>> BEGIN Passage provided

We were so successful at procrastinating that by the time we got to Birsay Bay we thought we ought to get a move on. It was hard to tell what the wind and tide would be doing along the north side of Mainland - we might be able to to reach or we might need to tack - the tide might be weakly or strongly against us. As the ebb starts, a back eddy runs in Birsay Bay and we beat in to try to pick it up. We certainly got out of any south going tide but getting in was so difficult I put the engine on and we motored for one tack.

The north end of Birsay Bay is formed by the Brough of Birsay, a tidal island with "the remains of a busy complex of Pictish, Norse and later settlement". Our explorer tickets include entry. It is possible we should have tried anchoring here, instead of at Skaill and gone ashore to visit, but we didn't think of it when making our passage plan.

As we tacked out of the bay Alison spotted another ring of pot or net marker buoys. We couldn't tell if they were just crails or another net so we gybed round and went back outside them. I wanted to give the island a good offing as we had no idea what the conditions would be like on the other side where the onshore wind might kick up a nasty sea near the cliffs. So we tacked well out. On the helm I could see nothing now but sea and sky and it felt like I was sailing to Labrador or Iceland. In fact I had a nice line northward around the island.

Once I tacked again I could see we had cleared the island with a good margin and I could hold the course along the cliffs. The tide wasn't bad but doing the sums told us we had used up our dawdling allowance so we motor sailed to keep the speed up. There was a swell, but nothing to worry about.



The cliffs between Birsay and Costa Head have even more spectacular sea caves than those south of Birsay.

We got to Eynhallow Sound right on time.

Stromness to Bay of Skaill


The alarm went at 4 and I was up straight away. Julian was a bit slower, but he remembered we hadn't paid yet, so I wrote a cheque and took it to the honesty box. We had the engine on by 0425 and headed straight out of the marina. The wind was light, but enough for us to broad reach out through Hoy Sound at 5 knots. A bit of tide assist there!

>> END Passage provided
>> BEGIN Data

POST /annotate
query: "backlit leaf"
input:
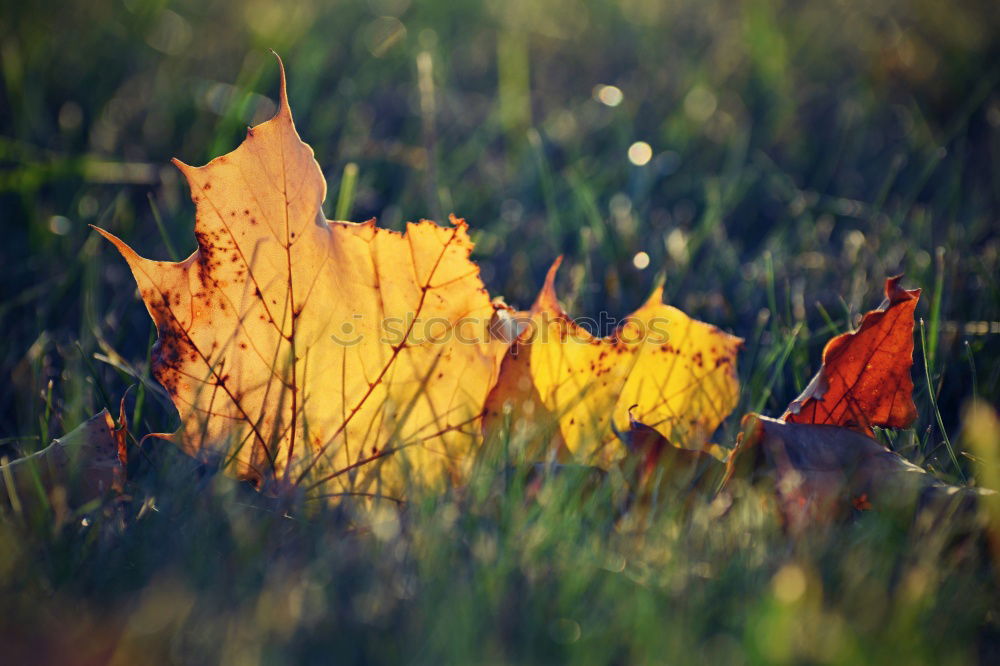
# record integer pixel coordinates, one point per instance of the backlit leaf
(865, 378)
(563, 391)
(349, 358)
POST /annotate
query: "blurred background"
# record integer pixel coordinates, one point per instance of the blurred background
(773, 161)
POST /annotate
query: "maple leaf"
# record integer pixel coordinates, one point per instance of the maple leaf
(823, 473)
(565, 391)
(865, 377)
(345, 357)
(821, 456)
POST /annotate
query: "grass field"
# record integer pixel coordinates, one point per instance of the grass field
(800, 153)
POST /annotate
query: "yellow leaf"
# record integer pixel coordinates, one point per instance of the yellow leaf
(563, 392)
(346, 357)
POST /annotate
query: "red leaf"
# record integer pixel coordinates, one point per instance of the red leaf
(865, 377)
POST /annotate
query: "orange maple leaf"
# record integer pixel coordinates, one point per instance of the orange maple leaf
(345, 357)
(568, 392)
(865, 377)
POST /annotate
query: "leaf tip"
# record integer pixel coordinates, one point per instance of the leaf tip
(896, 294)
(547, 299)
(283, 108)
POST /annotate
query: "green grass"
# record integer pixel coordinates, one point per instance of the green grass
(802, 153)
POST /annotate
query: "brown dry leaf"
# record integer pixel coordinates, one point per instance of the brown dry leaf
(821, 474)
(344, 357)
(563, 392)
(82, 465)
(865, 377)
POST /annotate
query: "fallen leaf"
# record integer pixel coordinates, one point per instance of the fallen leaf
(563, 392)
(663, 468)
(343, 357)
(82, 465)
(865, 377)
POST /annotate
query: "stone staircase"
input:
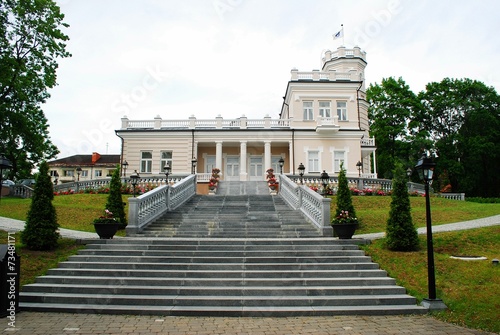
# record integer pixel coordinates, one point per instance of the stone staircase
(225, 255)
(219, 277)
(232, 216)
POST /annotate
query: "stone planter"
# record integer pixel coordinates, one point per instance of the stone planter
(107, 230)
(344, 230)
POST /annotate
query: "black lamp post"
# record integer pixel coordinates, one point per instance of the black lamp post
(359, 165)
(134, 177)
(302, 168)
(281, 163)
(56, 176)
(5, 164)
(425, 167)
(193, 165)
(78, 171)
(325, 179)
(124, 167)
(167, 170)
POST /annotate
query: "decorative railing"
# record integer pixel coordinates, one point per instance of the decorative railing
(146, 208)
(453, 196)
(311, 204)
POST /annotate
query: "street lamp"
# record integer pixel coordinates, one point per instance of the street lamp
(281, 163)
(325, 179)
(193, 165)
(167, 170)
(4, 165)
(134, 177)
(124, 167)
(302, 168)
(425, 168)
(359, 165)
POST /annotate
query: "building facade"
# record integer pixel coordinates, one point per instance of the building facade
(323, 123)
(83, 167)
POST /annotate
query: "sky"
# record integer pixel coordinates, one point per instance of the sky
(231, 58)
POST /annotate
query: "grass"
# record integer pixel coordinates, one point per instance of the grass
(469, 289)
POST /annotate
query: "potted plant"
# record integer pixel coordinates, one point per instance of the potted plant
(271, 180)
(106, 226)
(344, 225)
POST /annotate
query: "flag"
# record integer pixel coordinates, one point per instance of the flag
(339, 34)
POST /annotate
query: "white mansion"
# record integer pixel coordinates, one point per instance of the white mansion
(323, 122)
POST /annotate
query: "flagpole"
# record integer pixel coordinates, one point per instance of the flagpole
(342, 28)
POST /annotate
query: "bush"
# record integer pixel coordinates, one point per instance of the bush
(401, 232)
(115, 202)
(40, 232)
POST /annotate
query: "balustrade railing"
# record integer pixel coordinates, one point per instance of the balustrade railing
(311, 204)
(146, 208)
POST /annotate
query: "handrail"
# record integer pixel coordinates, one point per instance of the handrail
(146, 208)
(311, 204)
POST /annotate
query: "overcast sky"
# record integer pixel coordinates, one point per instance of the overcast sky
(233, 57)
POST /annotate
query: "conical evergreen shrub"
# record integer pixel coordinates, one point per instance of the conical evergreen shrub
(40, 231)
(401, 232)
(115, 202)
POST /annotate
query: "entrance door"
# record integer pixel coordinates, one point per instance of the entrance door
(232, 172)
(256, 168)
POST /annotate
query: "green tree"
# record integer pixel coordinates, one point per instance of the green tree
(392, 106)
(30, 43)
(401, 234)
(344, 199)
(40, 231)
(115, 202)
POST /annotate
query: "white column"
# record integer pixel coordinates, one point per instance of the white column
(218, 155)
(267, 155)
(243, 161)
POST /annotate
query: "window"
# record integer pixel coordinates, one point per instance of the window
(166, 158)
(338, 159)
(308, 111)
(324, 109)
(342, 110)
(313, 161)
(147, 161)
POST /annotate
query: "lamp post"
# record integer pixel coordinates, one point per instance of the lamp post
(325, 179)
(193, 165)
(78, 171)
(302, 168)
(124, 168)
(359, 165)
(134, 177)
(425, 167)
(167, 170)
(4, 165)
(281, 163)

>> END Data

▶ **Stated problem A**
Please state whether each statement agrees with the sailing account, answering yes or no and quoting the deciding words: (i) The Brough of Birsay forms the north end of Birsay Bay. (ii) The crew anchored off the Brough of Birsay and went ashore to visit. (iii) The alarm for the Stromness departure went off at 5.
▶ **Stated problem B**
Duplicate the sailing account word for word, everything from "Once I tacked" down to "south of Birsay.".
These records were taken from a different source.

▶ **Answer A**
(i) Yes: "The north end of Birsay Bay is formed by the Brough of Birsay"
(ii) No: "It is possible we should have tried anchoring here, instead of at Skaill and gone ashore to visit, but we didn't think of it when making our passage plan."
(iii) No: "The alarm went at 4"

▶ **Answer B**
Once I tacked again I could see we had cleared the island with a good margin and I could hold the course along the cliffs. The tide wasn't bad but doing the sums told us we had used up our dawdling allowance so we motor sailed to keep the speed up. There was a swell, but nothing to worry about.



The cliffs between Birsay and Costa Head have even more spectacular sea caves than those south of Birsay.